● **What you should do**: Keep the write-up on the Duckworth Chant going from where it stops, in the same voice and style.

● **Document excerpt**:
These are the lyrics of that first fixed version of the Duckworth Chant.  (Here as afterward the call is simply written; the response, enclosed in parentheses.)

 

“Horeward:   harch!

Hup-hoop-hip-horp

The heads are up, the chests are out

The arms are swingin’;  in cadence,  count:

      [Refrain]

Sound off (one, two!)

      Sound off (three, four!)

      Cadence count (one, two, three, four, one, two   --  threefour!)

Eeny meeny miney moe

Let’s go back and count some mo’

      [Refrain]

We will march to beat the band

      And we’ll never bite The Hand,

            [Refrain]

I had a good home but I left (you’re right!)

I had a good home but I left (you’re right!)

Jody/Shorty was there when you left (you’re right!)

Jody/Shorty was there when you left (you’re right!)

      [Refrain]

It won’t get by if it ain’t GI

It won’t get by if it ain’t GI

      [Refrain]

We will march with a broken leg

So we can get that Golden Egg

      [Refrain]

The Second Platoon is just like Krauts (Kraut?  see below)

They’re all afflicted with the gout

      [Refrain]

The Third Platoon can’t stand the [gaffe?]

Tryin’ to get ol’ [on? Blennett’s staff?] [these lines are obscure in more than one sense]

      [Refrain]

If I get shot in a combat zone

Just box me up and send me home,

      [Refrain]

I had a good home but I left (you’re right!)

You had a good home but you left (you’re right!)

Jody/Shorty was there when you left (you’re right!)

Jody/Shorty was there when you left (you’re right!)

      [Refrain]

I don’t mind to take a hike

If I could take along a bike

      [Refrain]

I don’t mind a bivouac

If I could take along a WAC

      [Refrain]

I don’t mind if I get dirty

As long as the Brow gets Gravel Gertie

      [Refrain]

The WACs and WAVEs will win the war

So tell us what we’re fighting for

[Refrain]

I had a good home but I left (you’re right!)

I had a good home but I left (you’re right!)

Jody/Shorty was there when you left (you’re right!)

Jody/Shorty was there when you left (you’re right!)

      [Refrain]

Gump’knee, HALT!”

 

First, notice the structure of this first fixed version.  It begins, and closes, with a standard set of commands:   Forward, MARCH;  Company, HALT.  After the initial command Forward, MARCH, the drillmaster sets the pace:  hup, two, three, four.  Then begins the Duckworth chant, proper. 

 

In the chant itself, there is call and response, but the response is proportionately minimal.   The drillmaster calls two verses by himself, without response.  Then the refrain consists of three verses of call (and response), in which the response consists simply of numbers, in the following pattern:

A

B

[Refrain:]

C (D)

C (F)

G (D, F, D – F!).

● **Records provided**:
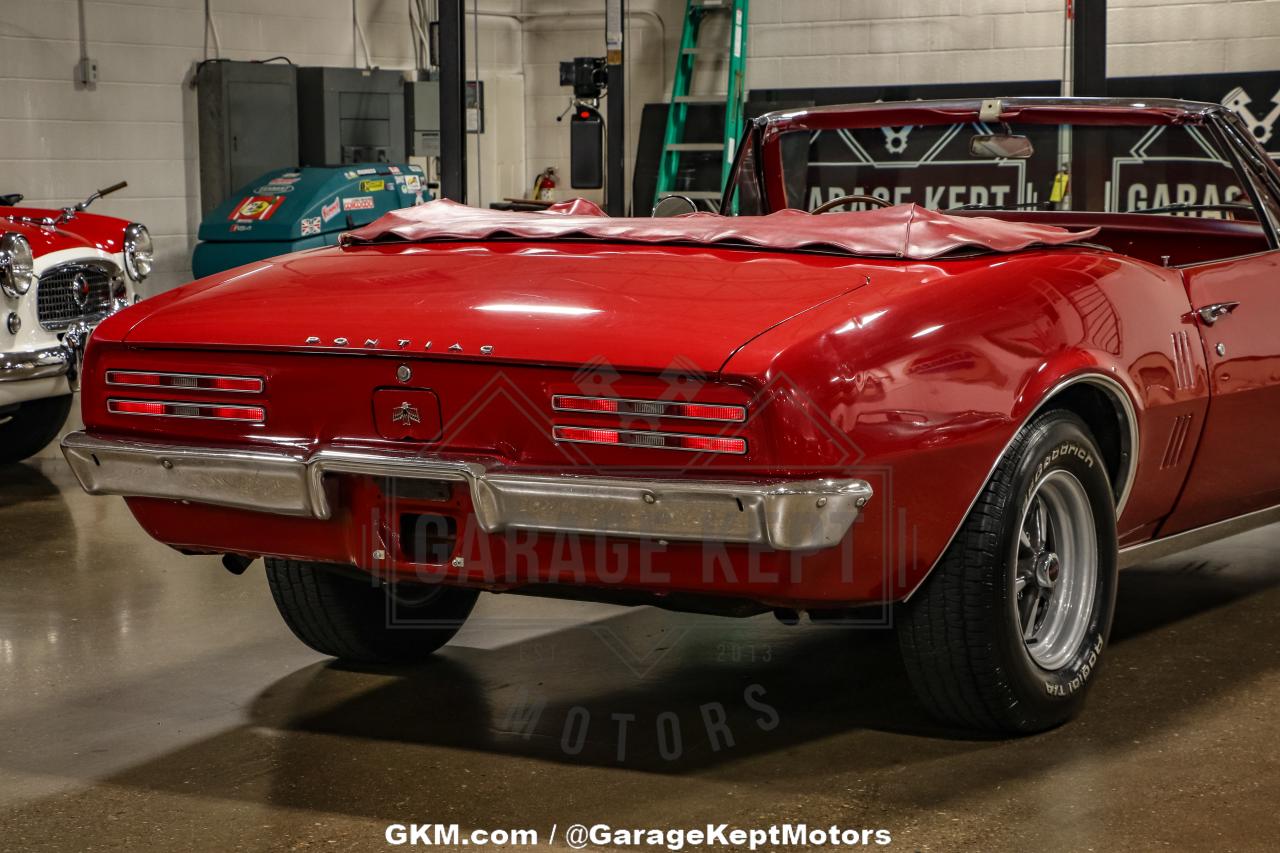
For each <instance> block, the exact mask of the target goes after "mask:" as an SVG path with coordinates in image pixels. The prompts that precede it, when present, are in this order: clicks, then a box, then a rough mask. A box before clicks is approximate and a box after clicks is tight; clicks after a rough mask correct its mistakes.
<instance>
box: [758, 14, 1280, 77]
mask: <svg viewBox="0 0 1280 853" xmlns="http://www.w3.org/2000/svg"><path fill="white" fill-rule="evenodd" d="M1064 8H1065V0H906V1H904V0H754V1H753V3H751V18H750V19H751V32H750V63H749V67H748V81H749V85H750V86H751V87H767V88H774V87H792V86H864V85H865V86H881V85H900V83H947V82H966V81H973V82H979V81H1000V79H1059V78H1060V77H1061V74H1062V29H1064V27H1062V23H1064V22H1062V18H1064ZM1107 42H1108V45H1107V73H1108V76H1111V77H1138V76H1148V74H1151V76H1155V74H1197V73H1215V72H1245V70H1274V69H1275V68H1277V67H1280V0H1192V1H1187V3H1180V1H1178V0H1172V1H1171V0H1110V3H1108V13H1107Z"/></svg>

---

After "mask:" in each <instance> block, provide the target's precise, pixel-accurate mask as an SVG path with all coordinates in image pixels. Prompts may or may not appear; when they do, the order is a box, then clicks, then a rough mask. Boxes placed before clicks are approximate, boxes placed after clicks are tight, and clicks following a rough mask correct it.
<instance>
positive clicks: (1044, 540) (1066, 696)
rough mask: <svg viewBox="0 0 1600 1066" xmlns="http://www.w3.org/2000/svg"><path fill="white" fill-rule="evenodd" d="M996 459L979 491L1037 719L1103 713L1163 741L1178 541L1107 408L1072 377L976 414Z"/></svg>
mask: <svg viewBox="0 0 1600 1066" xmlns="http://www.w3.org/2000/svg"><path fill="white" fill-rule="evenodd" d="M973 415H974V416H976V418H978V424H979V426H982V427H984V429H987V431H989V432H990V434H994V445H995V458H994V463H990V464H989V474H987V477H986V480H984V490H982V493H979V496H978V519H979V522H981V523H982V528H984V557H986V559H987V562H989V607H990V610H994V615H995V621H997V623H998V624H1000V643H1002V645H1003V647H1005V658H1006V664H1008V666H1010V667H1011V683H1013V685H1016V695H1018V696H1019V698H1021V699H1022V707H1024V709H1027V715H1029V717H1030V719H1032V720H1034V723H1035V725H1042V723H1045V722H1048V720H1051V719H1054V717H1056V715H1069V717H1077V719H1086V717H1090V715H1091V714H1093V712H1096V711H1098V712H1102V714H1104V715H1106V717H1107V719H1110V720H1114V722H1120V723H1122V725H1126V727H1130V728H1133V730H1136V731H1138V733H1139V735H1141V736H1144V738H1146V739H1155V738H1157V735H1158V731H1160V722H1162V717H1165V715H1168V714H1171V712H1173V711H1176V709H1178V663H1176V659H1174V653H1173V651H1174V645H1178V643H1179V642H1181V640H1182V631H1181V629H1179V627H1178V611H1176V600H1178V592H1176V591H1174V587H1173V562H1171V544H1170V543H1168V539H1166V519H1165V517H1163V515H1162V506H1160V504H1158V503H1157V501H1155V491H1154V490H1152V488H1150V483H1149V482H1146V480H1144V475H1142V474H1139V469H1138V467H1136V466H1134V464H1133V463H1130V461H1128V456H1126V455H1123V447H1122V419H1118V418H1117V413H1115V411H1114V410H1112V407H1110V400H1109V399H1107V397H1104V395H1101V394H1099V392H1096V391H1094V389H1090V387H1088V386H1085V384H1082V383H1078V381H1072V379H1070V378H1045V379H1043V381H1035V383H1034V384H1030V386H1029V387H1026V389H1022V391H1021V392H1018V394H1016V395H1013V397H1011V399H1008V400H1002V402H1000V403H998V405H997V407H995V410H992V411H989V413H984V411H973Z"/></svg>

● **Output for this task**:
            In the recording of this first fixed version, this pattern is repeated 3 times, then 5 times, then 4 times.  (This 3-5-4 sequence may well be arbitrary.  Indeed, one could punctuate the pattern in any number of ways without affecting the sense of the cadence.)   In between, it is punctuated by a different pattern:   two verses of call (and response: you’re right!) followed by two different verses of call (and response; the same response as before) with no refrain between each pair, in the following pattern:

            A (B!)

            A (B!)

            C (B!)

            C (B!).

 

Second, notice the relation of this version both  to Col. Lentz’ cadence system and to Duckworth’s improvisation.  This one is both much more and much less structured.  It is more structured than Duckworth’s (presumably) pure improvisation on the road back to Slocum from Ardsley;  it is less structured than Lentz’ system (whereby the soldier cooperates with  and presumably internalizes, stock commands from the Infantry Drill Regulations, but does not improvise).  This version has the troops merely repeating the  stereotyped cadence that otherwise only the drillmaster alone would voice.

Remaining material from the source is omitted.